**Aufgabenstellung 1**
Sammeln Sie aus den nachfolgenden Einträgen jede Zeile, welche die Zeichenfolge "wall" enthält, und geben Sie diese Zeilen unverändert wieder. Achten Sie dabei auf die Groß- und Kleinschreibung.

**Textabschnitt**
-----
An- und Abreise

Am Dienstag, den 17.01.23 haben wir uns als Klassenstufe gemeinsam morgens am Bernhäuser Bahnhof getroffen, sind zum Stuttgarter Hauptbahnhof gefahren und dort in den ICE nach Berlin gestiegen. Ohne jegliche Verspätungen kamen wir 5 ½ Stunden später noch vor dem Zeitplan am Hauptbahnhof an und mussten von dort aus nur noch ein paar Stationen weiter zu unserem Hotel.

Die Abreise drei Nächte später verlief etwas weniger geschmeidig. Wieder am Berliner Hauptbahnhof angekommen, war unser ICE gerade mal eine Station entfernt, kam jedoch trotzdem 15 Minuten später wegen unbefugten Leuten, welche man anscheinend nicht von den Schienen verscheuchen konnte. Das war aber nicht der einzige Zwischenfall. Nach einer Weile im ICE standen wir irgendwann für eine gute halbe Stunde in Leipzig aus Gründen, welche man über das Nuscheln des Bahnfahrers nicht entziffern konnte. Nach weiteren kleinen Zwischenfällen waren wir circa eine Stunde später als erwartet zurück in Stuttgart.

Das Hotel

Zunächst haben wir eine Einführung zu den generellen Regeln des Hotels bekommen. Wenig überraschend war ein absolutes Alkohol- und Rauchverbot. Dagegen war die Regel für manche überraschend, ab 22 Uhr leise sein zu müssen und ansonsten nach einer Verwarnung die Entfernung aus dem Hotel zu riskieren. Doch trotz der strikten Regeln und der Tatsache, dass man über siebzig Zehntklässler auf eine Etage in einem Hotel gesteckt hat, musste niemand frühzeitig abreisen.

Die Zimmer waren angenehm geräumig und auch ziemlich schön. Über das Frühstück gab es gemischte Meinungen, ich jedoch hielt es für angemessen. Es gab eine solide Variation an drei Brötchen und zwei unterschiedlichen Marmeladen. Es gab noch diverse andere Brotauflagen, welche man bei einem Frühstück so finden kann, aber auch teilweise verschimmelte Eier. Highlight des Frühstücks jedoch war für mich der unbegrenzt kostenlose Kaffee – zumindest solange es Kaffee in der Maschine gab.
-----
Datensatzzeilen zum Zeigen auf Objekte:
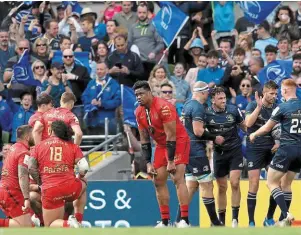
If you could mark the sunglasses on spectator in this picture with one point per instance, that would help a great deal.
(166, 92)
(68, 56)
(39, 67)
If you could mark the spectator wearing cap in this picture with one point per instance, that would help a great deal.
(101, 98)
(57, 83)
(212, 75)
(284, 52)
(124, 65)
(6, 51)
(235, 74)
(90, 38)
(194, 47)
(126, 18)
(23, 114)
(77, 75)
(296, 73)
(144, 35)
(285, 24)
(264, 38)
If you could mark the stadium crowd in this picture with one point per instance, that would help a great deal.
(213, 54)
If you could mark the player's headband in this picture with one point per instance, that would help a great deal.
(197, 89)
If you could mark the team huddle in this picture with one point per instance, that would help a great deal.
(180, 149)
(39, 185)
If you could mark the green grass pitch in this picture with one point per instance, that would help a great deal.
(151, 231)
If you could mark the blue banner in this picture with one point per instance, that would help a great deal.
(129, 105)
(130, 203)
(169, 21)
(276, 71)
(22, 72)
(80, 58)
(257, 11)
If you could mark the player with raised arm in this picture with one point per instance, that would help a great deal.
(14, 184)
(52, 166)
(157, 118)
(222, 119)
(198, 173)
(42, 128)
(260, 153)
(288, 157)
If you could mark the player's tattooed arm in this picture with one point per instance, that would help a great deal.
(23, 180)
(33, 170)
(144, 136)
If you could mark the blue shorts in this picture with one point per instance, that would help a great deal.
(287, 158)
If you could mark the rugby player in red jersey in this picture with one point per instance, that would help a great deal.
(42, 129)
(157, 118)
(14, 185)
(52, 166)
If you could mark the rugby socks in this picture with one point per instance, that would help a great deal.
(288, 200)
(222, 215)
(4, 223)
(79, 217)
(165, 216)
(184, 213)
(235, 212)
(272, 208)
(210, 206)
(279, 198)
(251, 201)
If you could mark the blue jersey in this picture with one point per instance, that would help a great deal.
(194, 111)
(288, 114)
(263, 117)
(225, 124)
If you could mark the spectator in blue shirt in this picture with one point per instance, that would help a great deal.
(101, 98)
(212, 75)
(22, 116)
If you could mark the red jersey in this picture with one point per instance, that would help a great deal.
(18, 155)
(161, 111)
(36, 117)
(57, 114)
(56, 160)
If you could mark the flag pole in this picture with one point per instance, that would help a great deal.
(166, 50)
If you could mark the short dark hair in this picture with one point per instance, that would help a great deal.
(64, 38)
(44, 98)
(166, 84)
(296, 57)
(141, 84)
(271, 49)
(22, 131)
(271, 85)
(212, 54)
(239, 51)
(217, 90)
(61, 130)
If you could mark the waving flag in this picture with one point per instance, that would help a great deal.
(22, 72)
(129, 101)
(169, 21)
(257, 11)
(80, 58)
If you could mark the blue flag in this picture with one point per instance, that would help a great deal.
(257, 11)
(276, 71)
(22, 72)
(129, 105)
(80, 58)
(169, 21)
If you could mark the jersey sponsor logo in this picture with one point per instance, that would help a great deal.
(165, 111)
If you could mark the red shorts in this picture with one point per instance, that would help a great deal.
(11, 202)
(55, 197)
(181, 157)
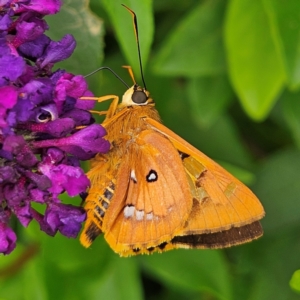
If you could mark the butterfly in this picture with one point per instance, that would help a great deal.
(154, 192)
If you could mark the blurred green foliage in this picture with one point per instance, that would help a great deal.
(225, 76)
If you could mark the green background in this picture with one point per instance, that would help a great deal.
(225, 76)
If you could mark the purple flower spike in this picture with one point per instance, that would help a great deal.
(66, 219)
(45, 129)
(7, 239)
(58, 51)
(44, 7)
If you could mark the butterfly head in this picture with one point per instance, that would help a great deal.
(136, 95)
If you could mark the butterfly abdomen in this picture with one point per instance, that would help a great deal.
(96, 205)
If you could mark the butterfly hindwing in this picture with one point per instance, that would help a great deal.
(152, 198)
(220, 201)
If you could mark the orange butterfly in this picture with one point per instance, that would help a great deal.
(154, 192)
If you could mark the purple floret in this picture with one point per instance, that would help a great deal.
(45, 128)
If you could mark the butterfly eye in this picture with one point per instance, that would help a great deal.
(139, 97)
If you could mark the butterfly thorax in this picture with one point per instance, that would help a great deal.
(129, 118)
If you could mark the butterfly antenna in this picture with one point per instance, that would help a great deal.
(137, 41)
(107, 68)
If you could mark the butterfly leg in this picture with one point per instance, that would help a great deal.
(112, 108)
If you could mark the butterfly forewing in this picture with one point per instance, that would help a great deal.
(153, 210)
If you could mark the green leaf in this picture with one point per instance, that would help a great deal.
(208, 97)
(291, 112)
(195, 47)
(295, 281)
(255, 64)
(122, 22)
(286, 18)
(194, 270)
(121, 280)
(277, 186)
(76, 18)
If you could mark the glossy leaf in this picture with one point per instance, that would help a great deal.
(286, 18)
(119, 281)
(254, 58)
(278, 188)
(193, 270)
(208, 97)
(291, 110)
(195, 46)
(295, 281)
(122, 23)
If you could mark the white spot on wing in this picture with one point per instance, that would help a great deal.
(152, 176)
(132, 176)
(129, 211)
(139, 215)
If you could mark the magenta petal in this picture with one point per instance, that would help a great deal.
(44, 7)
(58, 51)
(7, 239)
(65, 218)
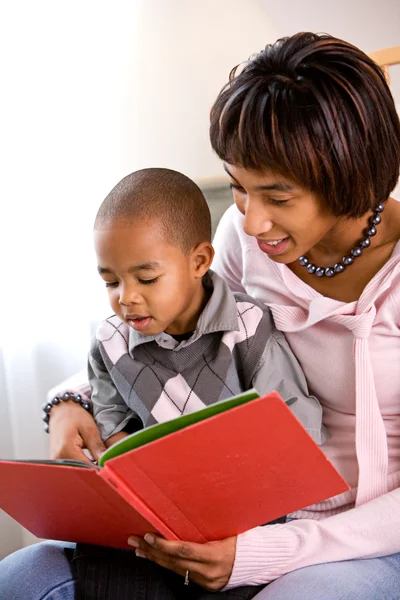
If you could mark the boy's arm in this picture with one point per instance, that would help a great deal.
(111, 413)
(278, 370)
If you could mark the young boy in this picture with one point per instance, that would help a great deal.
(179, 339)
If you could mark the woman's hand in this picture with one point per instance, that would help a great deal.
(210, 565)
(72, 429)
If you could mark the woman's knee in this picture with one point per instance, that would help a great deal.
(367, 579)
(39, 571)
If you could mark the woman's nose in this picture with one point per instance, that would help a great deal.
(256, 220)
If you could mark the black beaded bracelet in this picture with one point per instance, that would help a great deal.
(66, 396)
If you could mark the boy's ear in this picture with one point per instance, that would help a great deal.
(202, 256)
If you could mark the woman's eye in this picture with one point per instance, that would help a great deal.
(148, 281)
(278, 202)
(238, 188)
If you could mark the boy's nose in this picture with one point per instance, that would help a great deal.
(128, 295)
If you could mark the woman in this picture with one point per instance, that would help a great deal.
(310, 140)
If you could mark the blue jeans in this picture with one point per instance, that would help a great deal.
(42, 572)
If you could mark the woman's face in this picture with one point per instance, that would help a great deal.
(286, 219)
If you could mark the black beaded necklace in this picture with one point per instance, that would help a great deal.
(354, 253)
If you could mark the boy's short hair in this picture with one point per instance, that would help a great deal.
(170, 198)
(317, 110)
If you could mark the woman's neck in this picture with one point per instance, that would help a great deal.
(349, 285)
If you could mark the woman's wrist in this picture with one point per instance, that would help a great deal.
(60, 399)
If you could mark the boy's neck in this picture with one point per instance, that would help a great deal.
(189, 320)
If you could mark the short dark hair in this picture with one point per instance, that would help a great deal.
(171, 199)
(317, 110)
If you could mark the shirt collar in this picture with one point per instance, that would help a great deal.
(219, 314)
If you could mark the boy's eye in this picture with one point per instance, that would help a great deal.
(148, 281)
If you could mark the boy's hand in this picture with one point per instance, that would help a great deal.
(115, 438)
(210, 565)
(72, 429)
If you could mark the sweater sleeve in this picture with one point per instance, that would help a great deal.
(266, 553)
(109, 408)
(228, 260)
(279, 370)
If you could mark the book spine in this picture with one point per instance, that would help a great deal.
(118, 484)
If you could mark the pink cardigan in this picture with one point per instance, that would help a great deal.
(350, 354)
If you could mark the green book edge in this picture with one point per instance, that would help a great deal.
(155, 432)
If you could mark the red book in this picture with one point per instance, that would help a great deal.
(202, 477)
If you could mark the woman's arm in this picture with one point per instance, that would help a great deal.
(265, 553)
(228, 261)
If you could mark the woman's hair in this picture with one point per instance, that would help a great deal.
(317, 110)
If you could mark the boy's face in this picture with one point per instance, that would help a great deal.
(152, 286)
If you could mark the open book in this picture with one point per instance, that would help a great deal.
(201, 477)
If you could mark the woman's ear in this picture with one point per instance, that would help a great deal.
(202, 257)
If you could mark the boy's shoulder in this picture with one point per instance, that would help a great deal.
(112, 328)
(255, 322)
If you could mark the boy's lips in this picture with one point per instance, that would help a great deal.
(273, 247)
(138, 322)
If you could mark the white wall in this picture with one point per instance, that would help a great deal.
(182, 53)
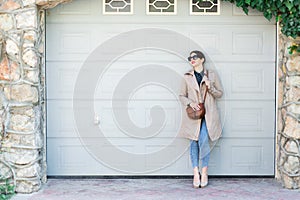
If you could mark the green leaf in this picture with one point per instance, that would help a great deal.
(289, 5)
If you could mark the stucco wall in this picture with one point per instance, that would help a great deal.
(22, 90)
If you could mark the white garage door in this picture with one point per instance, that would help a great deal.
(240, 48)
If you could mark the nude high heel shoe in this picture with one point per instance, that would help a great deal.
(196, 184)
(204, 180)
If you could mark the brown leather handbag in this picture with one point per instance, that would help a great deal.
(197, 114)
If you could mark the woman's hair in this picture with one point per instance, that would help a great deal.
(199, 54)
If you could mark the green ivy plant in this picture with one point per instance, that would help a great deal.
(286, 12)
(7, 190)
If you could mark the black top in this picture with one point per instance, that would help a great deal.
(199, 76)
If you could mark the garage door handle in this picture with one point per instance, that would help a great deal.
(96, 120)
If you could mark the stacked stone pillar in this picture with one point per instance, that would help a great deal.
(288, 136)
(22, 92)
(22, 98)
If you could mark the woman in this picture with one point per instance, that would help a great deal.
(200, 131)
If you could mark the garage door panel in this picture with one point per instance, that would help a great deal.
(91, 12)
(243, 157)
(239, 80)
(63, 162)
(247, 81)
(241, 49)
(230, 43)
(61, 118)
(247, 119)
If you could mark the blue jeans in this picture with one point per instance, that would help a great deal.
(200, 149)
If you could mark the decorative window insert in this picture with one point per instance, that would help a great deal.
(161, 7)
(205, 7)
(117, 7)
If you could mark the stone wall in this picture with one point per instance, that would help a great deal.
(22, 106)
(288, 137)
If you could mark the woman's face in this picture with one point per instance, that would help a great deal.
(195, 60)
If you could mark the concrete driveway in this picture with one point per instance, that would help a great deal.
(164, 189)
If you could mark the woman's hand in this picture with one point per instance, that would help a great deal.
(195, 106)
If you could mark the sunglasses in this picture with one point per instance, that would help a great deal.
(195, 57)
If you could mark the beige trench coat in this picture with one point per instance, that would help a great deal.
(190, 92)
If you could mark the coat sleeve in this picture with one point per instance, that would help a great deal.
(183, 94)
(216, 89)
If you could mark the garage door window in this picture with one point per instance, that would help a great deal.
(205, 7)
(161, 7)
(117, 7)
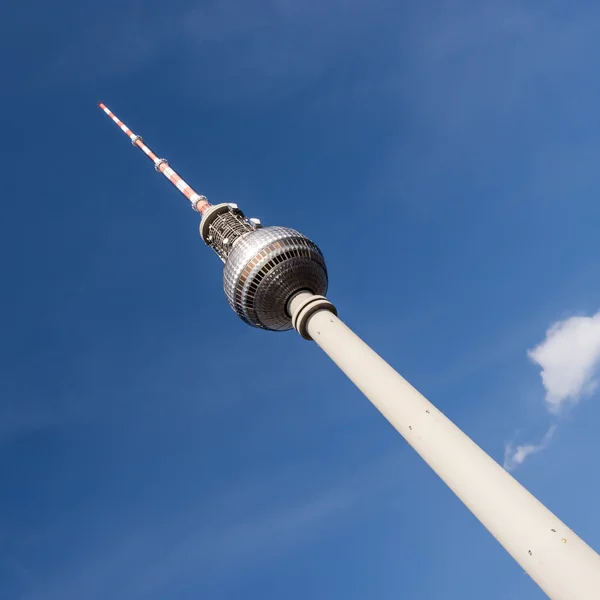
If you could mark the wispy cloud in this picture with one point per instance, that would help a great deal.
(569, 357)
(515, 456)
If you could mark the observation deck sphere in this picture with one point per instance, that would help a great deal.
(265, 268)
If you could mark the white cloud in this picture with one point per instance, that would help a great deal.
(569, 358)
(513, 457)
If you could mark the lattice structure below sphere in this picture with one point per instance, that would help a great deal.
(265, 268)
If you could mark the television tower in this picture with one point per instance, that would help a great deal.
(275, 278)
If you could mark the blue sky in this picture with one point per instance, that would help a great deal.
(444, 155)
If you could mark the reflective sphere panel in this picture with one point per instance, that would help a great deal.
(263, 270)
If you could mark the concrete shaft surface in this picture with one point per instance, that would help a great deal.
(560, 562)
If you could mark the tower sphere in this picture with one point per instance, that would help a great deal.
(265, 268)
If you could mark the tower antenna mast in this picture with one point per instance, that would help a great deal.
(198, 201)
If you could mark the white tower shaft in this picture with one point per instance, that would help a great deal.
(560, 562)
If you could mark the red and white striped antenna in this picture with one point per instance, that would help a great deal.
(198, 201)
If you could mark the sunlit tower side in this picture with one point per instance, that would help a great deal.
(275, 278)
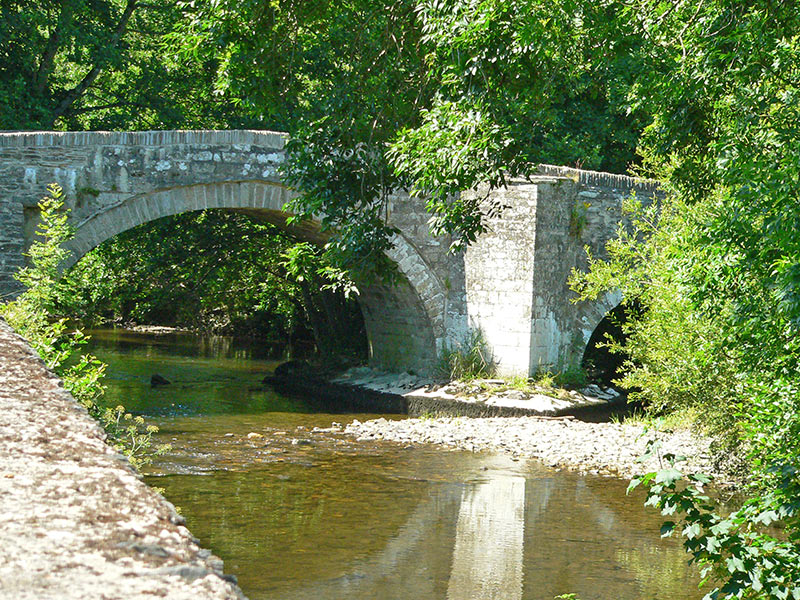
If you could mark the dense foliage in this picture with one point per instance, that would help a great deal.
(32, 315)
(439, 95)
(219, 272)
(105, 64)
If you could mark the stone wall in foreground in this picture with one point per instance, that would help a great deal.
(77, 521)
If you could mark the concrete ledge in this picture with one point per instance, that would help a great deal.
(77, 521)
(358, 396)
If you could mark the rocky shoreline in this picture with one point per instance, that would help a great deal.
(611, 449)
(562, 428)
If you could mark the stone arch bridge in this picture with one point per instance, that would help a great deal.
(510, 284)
-----
**Aufgabenstellung 2**
Beantworten Sie anhand des obigen Textabschnitts die folgenden Fragen:
(a) Wie lange dauerte die Hinfahrt mit dem ICE von Stuttgart nach Berlin?
(b) Ab welcher Uhrzeit mussten die Gäste im Hotel leise sein?
(c) In welcher Stadt stand der ICE auf der Rückfahrt für eine gute halbe Stunde?

**Vollständige Lösung 1**
If you could mark the white wall in this picture with one point per instance, that would help a great deal.
If you could mark the stucco wall in this picture with one point per instance, that would help a great deal.
If you could mark the stone wall in this picture with one point per instance, that would help a great deal.
If you could mark the stone wall in foreground in this picture with one point per instance, that would help a great deal.

**Vollständige Lösung 2**
(a) 5 ½ Stunden
(b) Ab 22 Uhr
(c) In Leipzig